- **ARBEITSAUFTRAG**
**1.** Beantworte anhand des Urteilsauszugs die folgenden Fragen:
(a) Welches Mitglied der Besetzung führt den Vorsitz?
(b) Welche Person vertritt die vier unter „sowie“ aufgeführten Beteiligten?
(c) Von welchem Datum ist der angefochtene Entscheid des Obergerichts?
**2.** Führe den Urteilsauszug nach dem Gliederungspunkt „A.“ unter „Sachverhalt:“ fort.

- **TEXTAUSZUG**

########################################

Urteil vom 27. April 2016

II. zivilrechtliche Abteilung

Besetzung
Bundesrichter von Werdt, Präsident,
Bundesrichterin Escher, Bundesrichter Herrmann,
Gerichtsschreiber Zingg.

Verfahrensbeteiligte
1. A.________,
2. B.________,
beide vertreten durch Rechtsanwalt Dr. Marco Chevalier,
Beschwerdeführer,

gegen

Obergericht des Kantons Aargau,
Beschwerdegegner,

sowie

1. C.________,
2. D.________,
3. E.________,
4. F.________,
alle vier vertreten durch Rechtsanwältin Ama Mülthaler.

Gegenstand
unentgeltliche Rechtspflege (Anfechtung der Enterbung),

Beschwerde gegen den Entscheid des Obergerichts des Kantons Aargau,
Zivilgericht, 4. Kammer, vom 12. Oktober 2015.

Sachverhalt:

A.

########################################

Datensätze mit Koordinatenannotationen:

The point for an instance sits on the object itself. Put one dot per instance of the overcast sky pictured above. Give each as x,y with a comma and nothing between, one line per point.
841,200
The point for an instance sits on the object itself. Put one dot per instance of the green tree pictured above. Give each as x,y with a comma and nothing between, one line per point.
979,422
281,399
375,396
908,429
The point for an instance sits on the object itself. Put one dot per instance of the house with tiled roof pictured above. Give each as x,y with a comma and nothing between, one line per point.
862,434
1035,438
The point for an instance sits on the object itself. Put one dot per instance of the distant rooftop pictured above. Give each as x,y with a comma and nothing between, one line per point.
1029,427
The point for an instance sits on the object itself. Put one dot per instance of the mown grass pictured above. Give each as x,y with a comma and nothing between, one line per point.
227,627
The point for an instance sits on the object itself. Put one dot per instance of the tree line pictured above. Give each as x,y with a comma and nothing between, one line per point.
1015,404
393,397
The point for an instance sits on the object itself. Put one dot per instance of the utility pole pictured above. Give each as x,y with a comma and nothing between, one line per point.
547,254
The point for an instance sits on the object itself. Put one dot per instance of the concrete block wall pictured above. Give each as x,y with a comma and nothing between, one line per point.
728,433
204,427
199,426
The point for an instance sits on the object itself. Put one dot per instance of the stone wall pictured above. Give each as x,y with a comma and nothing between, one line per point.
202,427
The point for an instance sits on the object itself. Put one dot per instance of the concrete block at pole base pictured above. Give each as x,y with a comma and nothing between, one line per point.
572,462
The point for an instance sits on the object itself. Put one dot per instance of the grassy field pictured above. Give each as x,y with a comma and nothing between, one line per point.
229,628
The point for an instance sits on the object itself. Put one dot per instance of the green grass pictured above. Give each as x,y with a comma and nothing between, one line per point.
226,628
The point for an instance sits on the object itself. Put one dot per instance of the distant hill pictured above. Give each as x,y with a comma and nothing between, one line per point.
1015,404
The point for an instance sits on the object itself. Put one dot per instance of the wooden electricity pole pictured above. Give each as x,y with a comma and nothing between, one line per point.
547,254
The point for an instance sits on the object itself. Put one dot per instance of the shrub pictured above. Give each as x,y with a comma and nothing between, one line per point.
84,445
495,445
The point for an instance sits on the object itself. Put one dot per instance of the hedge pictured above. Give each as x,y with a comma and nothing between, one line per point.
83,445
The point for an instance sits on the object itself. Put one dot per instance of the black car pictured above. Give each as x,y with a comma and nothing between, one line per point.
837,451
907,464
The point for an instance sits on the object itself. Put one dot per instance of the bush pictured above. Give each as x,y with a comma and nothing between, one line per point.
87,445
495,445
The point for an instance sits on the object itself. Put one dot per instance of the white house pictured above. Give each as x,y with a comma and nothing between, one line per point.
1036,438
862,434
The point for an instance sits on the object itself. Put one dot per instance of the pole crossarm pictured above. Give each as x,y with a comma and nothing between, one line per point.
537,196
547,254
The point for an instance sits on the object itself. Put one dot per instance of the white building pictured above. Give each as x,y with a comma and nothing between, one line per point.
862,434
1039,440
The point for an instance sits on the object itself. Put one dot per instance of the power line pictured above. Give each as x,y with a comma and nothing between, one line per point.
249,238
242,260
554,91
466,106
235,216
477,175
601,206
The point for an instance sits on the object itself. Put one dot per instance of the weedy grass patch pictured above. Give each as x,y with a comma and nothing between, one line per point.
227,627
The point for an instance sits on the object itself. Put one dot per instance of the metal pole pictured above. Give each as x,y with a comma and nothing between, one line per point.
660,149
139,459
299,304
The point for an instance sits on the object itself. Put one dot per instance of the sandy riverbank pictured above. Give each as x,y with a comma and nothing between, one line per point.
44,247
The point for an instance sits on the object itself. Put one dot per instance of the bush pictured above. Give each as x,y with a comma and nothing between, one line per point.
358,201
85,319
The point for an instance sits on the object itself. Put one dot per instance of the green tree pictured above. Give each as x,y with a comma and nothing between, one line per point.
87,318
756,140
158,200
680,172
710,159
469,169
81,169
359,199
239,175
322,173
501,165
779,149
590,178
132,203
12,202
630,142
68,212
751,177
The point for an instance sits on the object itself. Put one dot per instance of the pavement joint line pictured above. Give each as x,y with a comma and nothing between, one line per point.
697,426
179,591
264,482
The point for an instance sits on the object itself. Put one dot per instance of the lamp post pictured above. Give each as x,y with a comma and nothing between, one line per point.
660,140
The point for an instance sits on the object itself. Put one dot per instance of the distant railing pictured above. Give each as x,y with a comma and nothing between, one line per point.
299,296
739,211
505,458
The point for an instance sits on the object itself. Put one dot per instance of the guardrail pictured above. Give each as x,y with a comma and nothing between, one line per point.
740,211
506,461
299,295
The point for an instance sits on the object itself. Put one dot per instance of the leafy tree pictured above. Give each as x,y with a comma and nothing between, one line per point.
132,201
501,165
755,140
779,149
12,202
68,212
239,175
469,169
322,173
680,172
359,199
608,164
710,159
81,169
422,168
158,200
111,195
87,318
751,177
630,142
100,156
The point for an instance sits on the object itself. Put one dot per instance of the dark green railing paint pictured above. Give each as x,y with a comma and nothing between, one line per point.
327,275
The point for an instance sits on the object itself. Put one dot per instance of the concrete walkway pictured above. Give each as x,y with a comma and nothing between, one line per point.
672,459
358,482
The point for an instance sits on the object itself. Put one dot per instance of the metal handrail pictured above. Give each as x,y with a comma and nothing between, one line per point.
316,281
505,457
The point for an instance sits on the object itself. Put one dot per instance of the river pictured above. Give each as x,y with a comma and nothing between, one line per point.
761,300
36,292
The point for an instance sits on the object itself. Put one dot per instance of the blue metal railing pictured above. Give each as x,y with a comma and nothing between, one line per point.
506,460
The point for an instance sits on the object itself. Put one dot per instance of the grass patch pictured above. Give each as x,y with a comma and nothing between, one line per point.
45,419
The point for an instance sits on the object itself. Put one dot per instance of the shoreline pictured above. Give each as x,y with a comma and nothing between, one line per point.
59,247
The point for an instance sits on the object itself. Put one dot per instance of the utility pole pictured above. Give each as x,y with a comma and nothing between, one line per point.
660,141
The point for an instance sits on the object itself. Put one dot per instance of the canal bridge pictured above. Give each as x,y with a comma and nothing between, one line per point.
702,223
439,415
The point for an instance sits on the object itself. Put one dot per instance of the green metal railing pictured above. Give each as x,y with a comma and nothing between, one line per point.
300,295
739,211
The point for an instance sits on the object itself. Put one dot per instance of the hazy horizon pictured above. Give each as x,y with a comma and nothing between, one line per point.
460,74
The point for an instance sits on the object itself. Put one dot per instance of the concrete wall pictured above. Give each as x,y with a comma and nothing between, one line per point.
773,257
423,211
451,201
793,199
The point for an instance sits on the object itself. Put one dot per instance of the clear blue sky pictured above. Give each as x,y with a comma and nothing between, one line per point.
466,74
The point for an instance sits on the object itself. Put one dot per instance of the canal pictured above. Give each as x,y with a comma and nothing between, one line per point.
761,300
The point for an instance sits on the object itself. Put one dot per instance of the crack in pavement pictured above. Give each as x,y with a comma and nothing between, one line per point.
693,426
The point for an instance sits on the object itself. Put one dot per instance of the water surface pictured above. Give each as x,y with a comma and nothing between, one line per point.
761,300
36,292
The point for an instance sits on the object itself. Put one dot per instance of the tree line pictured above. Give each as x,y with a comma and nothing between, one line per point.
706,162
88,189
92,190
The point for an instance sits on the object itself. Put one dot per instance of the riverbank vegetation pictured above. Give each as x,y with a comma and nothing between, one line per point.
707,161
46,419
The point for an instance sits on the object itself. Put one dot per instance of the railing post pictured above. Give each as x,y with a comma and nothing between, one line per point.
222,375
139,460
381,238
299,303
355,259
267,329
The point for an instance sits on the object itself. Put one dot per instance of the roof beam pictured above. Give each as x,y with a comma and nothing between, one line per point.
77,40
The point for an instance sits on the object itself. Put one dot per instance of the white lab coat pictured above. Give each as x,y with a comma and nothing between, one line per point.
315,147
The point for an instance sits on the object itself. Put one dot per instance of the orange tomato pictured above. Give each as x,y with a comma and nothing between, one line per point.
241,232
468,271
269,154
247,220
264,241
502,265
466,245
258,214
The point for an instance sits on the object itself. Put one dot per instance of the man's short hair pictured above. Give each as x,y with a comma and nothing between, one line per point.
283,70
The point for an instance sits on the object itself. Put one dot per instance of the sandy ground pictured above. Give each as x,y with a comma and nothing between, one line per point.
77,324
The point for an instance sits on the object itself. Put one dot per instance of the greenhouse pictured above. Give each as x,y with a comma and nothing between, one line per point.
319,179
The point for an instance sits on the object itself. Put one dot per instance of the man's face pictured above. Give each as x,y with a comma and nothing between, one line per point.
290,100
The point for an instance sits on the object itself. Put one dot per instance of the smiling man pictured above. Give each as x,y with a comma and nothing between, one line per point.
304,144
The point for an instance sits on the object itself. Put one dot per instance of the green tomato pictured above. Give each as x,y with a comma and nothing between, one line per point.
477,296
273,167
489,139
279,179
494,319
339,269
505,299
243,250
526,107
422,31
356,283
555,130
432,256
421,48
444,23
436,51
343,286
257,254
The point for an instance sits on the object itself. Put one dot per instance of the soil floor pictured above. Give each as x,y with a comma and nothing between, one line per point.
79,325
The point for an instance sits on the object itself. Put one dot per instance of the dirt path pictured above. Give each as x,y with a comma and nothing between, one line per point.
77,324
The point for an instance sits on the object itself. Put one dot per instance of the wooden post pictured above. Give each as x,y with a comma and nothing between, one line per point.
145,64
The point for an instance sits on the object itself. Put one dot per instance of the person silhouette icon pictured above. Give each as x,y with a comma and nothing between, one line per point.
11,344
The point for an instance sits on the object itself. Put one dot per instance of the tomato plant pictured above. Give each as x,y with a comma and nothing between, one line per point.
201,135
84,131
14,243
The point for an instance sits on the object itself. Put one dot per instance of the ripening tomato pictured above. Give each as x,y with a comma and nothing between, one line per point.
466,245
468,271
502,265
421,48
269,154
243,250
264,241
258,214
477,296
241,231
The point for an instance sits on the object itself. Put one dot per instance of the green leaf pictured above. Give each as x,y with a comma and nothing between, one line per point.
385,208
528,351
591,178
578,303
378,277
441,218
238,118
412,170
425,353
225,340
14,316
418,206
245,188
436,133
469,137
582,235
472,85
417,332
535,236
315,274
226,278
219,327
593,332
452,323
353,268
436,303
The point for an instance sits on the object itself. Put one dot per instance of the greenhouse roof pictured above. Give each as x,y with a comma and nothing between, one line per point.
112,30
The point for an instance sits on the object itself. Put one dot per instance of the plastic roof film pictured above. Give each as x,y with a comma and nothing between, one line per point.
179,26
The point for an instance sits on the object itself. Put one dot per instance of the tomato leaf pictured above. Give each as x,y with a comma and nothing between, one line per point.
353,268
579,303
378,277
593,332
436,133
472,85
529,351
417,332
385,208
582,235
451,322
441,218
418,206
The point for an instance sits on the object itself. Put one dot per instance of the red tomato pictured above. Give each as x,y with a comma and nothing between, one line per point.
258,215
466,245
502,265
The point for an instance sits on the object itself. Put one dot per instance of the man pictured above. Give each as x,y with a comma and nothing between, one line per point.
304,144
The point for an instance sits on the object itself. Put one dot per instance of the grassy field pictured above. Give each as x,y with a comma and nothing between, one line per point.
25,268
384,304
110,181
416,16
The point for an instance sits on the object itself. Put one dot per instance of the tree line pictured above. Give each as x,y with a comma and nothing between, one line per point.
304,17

########################################

- **LÖSUNGEN**
**1.**
(a) Bundesrichter von Werdt
(b) Rechtsanwältin Ama Mülthaler
(c) vom 12. Oktober 2015

**2.**
A.________ und B.________ (Kläger) reichten am 18. Mai 2015 eine Klage
betreffend Anfechtung der Enterbung beim Bezirksgericht Rheinfelden ein. Sie
beantragten die Gewährung der unentgeltlichen Rechtspflege.
Das Bezirksgericht erteilte den Klägern mit Verfügungen vom 24. Juli 2015 die
unentgeltliche Rechtspflege.
Die Beklagten, C.________, D.________, E.________ und F.________, ersuchten am
6. August 2015 um Begründung der Verfügungen, mit denen den Klägern die
unentgeltliche Rechtspflege bewilligt worden war.
Das Bezirksgericht wies mit Verfügung vom 7. August 2015 das Gesuch um
Begründung jener Verfügungen ab.

B. 
Die Beklagten erhoben gegen diese Verfügung am 21. August 2015 Beschwerde an
das Obergericht des Kantons Aargau. Sie verlangten die Aufhebung der Verfügung
vom 7. August 2015. Das Bezirksgericht sei zu verpflichten, die Verfügungen vom
24. Juli 2015 begründet zuzustellen, und ihnen sei ein Beschwerderecht
einzuräumen. F.________ verlangte am 18. September 2015 die Gewährung der
unentgeltlichen Rechtspflege für das Beschwerdeverfahren.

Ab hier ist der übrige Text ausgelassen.